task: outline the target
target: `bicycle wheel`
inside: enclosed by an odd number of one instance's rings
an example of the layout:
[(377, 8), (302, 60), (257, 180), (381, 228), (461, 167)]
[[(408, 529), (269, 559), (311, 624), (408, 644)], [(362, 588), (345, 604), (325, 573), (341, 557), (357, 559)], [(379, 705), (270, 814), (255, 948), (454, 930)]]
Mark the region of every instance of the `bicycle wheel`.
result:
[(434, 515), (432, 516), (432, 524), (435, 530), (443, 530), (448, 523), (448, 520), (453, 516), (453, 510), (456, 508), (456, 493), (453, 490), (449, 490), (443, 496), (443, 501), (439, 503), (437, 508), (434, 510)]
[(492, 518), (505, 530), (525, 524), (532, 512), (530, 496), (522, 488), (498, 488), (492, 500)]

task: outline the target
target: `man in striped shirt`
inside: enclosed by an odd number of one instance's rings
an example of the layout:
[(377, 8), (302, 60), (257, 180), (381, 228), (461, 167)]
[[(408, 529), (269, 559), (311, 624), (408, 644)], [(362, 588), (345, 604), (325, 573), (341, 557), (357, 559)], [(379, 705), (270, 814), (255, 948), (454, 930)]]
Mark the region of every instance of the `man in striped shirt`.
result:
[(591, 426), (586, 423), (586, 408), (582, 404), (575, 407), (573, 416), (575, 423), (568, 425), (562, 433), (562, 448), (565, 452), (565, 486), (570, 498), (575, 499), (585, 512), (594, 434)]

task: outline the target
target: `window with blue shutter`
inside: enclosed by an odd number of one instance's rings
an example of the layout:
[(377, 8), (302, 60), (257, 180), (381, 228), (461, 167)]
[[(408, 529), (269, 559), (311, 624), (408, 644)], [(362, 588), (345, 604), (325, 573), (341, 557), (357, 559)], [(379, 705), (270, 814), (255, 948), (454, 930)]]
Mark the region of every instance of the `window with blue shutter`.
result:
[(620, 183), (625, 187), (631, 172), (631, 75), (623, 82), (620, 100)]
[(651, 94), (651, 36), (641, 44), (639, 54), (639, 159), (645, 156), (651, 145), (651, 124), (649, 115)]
______
**Task directions:** Reproduce every line of the three records above, character for character, without changing anything.

**In response:**
task: outline the target
target: `bicycle wheel`
inside: enclosed by an odd number of one instance's rings
an example of the layout:
[(377, 8), (302, 60), (257, 180), (381, 228), (461, 167)]
[[(408, 529), (269, 559), (311, 624), (408, 644)], [(362, 588), (345, 604), (325, 573), (341, 557), (357, 559)], [(379, 705), (270, 814), (255, 948), (454, 930)]]
Mark the region of every instance of the `bicycle wheel`.
result:
[(434, 515), (432, 516), (432, 524), (435, 530), (443, 530), (448, 523), (448, 520), (453, 516), (453, 510), (456, 508), (456, 493), (453, 490), (449, 490), (443, 496), (443, 501), (439, 503), (437, 508), (434, 510)]
[(492, 518), (505, 530), (525, 524), (532, 512), (530, 496), (522, 488), (498, 488), (492, 500)]

task: outline the target
target: `man in striped shirt`
inside: enclosed by an odd number of one instance's rings
an example of the layout:
[(377, 8), (302, 60), (257, 180), (381, 228), (461, 167)]
[[(408, 529), (269, 559), (311, 624), (408, 644)], [(362, 588), (345, 604), (325, 573), (341, 557), (357, 559)], [(379, 705), (270, 814), (255, 948), (454, 930)]]
Mark the region of every instance of the `man in striped shirt`.
result:
[(591, 426), (586, 423), (586, 408), (582, 404), (575, 407), (573, 416), (575, 423), (568, 425), (562, 433), (562, 448), (565, 452), (565, 486), (570, 498), (575, 499), (585, 512), (594, 434)]

task: outline the target
target: `window with blue shutter`
inside: enclosed by an odd number of one instance's rings
an example of the layout:
[(377, 8), (302, 60), (257, 180), (381, 228), (461, 167)]
[[(408, 529), (269, 559), (311, 624), (408, 644)], [(362, 588), (345, 604), (325, 573), (341, 557), (357, 559)], [(379, 705), (270, 814), (255, 948), (454, 930)]]
Mark the region of every instance of the `window with blue shutter`.
result:
[(620, 183), (625, 187), (631, 172), (631, 75), (623, 82), (620, 100)]
[(651, 94), (651, 36), (641, 44), (639, 54), (639, 159), (645, 156), (651, 145), (651, 124), (649, 115)]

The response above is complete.